Fragmento de origen:
###

El 19 de septiembre de 1985 quedó grabado en la memoria colectiva como uno de los momentos más dolorosos de la Ciudad de México, pero también como uno de los más luminosos en términos de solidaridad. Aquel amanecer, la capital se sacudió con una fuerza que derrumbó miles de edificios y arrebató decenas de miles de vidas. Frente a la tragedia, lo que emergió no fue únicamente el polvo ni el silencio de las ruinas, sino la fuerza civil de un pueblo que se organizó para salvarse a sí mismo.
Las imágenes de brigadistas improvisados retirando escombros con las manos, de cadenas humanas trasladando cubetas, de vecinos convirtiéndose en rescatistas sin esperar órdenes oficiales, constituyeron un parteaguas en la historia urbana y política de la ciudad. Esa respuesta ciudadana no solo permitió rescatar a miles, sino que también cimentó una nueva conciencia cívica: la sociedad podía y debía organizarse para exigir un Estado más responsable y una ciudad más habitable.
Cuarenta años después, la capital no es la misma. Se han construido normas de protección civil, protocolos de emergencia, sistemas de alerta sísmica y brigadas capacitadas. Las generaciones posteriores saben que cada simulacro del 19 de septiembre es más que un ritual: es la memoria activa de quienes perdieron la vida y de quienes lucharon por los demás. La tragedia del 2017 demostró, sin embargo, que las viejas lecciones siguen vigentes: la vulnerabilidad persiste, pero también la capacidad de la ciudadanía para organizarse de inmediato, con una energía solidaria que atraviesa el tiempo.
Hoy, al mirar atrás, la Ciudad de México no solo recuerda el desastre; recuerda también la dignidad colectiva que emergió de las ruinas. Esa memoria es la que sostiene el presente y proyecta el futuro. Porque en cada piedra removida en 1985 se sembró la convicción de que la ciudad, con todos sus dolores y fracturas, puede levantarse una y otra vez, más fuerte y más consciente de que la solidaridad es, quizás, su cimiento más firme.

###

Consigna A:
¿Qué se ha construido en la capital durante los cuarenta años posteriores, según el texto sobre el sismo de 1985?
Consigna B:
En el texto sobre el sismo de 1985, reproduce el pasaje que comienza en "Las imágenes de" y acaba en "ciudad más habitable.", renombrando "brigadistas improvisados" como "voluntarios espontáneos".

Datos de localización de puntos:
###

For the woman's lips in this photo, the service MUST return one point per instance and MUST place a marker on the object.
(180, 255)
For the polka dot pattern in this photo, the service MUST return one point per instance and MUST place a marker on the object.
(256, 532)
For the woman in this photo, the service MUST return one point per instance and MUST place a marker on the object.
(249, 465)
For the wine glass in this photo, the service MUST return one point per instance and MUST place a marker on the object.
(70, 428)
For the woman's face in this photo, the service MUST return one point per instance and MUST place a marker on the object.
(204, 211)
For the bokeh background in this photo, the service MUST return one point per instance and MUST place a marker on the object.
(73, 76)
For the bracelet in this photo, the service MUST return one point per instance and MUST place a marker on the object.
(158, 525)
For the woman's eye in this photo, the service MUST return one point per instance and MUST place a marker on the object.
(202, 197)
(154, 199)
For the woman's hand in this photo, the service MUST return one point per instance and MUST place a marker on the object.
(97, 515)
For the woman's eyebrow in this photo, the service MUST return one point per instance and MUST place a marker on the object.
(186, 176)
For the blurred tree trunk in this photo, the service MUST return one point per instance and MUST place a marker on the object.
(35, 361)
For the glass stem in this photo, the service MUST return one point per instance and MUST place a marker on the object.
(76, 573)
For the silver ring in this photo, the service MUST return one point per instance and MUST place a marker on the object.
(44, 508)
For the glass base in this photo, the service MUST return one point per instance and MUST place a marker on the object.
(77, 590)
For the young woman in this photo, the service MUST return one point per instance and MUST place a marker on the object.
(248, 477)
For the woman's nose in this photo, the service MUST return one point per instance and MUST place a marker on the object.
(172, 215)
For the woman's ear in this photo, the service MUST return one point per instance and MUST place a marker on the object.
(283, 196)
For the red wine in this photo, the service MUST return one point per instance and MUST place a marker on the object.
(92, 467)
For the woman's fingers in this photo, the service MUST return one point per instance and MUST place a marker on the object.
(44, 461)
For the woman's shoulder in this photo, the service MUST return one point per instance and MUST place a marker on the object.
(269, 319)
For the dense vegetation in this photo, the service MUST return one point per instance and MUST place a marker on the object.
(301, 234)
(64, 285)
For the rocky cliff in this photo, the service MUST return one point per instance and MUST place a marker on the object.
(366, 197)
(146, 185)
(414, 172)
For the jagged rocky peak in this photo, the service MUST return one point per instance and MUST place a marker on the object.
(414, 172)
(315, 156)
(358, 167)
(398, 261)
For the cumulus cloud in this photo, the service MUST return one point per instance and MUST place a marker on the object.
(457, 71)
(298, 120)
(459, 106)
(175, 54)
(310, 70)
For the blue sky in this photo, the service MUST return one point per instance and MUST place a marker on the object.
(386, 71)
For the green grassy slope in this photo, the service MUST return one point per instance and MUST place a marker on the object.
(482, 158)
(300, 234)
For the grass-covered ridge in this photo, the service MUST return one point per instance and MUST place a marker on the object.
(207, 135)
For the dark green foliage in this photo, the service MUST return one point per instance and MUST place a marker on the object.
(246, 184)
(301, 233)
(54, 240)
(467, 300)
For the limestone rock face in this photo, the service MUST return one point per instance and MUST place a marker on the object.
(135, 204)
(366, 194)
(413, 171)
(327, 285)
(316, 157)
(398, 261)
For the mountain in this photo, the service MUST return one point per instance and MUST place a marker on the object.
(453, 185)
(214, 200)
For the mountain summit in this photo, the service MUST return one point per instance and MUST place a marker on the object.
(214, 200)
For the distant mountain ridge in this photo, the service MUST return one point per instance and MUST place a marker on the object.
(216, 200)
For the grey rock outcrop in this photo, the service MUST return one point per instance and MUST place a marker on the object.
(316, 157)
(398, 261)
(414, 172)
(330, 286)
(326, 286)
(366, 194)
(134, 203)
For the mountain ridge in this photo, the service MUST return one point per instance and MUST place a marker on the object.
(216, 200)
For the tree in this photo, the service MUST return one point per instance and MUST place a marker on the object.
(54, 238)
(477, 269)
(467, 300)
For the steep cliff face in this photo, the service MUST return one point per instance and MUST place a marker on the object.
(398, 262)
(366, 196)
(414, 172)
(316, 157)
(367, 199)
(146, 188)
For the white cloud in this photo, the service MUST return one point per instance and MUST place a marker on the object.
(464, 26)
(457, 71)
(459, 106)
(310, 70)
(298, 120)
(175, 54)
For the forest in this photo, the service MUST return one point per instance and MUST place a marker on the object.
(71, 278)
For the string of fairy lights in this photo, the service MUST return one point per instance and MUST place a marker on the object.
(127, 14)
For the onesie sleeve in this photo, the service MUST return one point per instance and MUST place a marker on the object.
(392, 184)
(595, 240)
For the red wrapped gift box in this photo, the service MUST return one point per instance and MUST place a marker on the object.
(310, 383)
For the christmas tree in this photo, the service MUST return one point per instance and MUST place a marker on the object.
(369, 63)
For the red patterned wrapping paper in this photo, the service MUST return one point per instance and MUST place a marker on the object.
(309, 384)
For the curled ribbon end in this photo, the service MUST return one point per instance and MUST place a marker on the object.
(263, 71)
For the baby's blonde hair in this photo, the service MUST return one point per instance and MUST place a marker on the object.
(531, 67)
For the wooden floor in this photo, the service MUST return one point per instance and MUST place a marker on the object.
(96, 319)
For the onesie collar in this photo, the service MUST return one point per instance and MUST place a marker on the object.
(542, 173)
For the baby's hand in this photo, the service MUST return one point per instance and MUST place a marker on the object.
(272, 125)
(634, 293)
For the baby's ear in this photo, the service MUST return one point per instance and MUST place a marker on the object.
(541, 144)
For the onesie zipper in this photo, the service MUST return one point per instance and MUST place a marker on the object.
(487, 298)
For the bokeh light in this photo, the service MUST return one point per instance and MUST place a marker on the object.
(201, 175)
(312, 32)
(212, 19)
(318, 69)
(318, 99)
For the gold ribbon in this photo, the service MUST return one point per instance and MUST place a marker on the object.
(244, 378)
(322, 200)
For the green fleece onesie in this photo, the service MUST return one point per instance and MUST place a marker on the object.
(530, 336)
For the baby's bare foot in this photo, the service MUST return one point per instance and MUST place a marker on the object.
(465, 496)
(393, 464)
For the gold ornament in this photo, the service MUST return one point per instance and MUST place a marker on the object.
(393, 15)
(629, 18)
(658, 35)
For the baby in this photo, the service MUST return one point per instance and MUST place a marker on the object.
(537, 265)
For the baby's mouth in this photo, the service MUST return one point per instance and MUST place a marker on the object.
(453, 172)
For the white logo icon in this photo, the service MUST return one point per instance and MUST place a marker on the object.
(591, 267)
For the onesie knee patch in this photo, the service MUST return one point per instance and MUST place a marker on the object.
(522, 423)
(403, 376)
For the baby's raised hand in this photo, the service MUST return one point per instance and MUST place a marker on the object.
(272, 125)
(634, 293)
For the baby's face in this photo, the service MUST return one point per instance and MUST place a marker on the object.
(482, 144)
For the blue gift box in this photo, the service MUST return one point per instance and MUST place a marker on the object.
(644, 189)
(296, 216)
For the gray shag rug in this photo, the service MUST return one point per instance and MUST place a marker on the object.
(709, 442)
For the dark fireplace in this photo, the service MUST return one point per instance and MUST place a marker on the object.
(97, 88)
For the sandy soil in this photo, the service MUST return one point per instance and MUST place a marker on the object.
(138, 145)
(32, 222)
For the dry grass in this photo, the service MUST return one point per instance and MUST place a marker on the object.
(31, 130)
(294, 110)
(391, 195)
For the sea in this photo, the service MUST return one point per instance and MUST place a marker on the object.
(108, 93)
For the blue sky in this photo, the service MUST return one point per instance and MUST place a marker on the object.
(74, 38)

###

Respuesta A:
Normas de protección civil, protocolos de emergencia, sistemas de alerta sísmica y brigadas capacitadas.

Respuesta B:
Las imágenes de voluntarios espontáneos retirando escombros con las manos, de cadenas humanas trasladando cubetas, de vecinos convirtiéndose en rescatistas sin esperar órdenes oficiales, constituyeron un parteaguas en la historia urbana y política de la ciudad. Esa respuesta ciudadana no solo permitió rescatar a miles, sino que también cimentó una nueva conciencia cívica: la sociedad podía y debía organizarse para exigir un Estado más responsable y una ciudad más habitable.